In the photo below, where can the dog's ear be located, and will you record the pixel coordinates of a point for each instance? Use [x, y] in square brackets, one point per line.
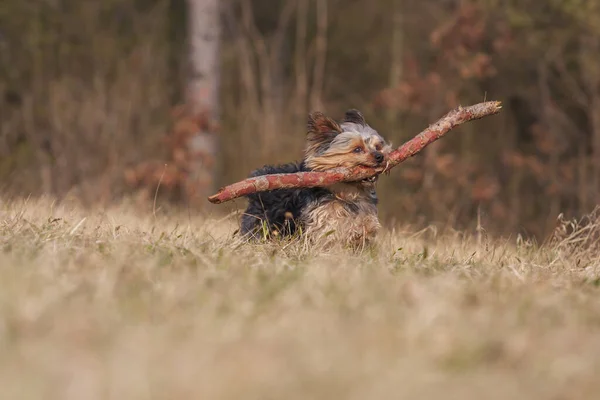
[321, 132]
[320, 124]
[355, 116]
==*==
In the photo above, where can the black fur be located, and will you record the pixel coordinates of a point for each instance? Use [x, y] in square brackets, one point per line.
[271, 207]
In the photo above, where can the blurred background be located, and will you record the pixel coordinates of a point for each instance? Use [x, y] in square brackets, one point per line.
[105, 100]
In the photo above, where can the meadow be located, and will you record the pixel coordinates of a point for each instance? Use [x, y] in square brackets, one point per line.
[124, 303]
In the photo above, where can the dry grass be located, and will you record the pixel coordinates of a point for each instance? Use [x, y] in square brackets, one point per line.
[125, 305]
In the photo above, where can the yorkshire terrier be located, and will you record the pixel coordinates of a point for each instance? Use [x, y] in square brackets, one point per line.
==*==
Copy out every line above that contains the word "meadow", treating uppercase and lowercase letters as different.

### Exercise answer
In the photo above, where can the meadow be located, and will you record the pixel coordinates of a point for each instance? Use [x, y] in square brackets, one point per line.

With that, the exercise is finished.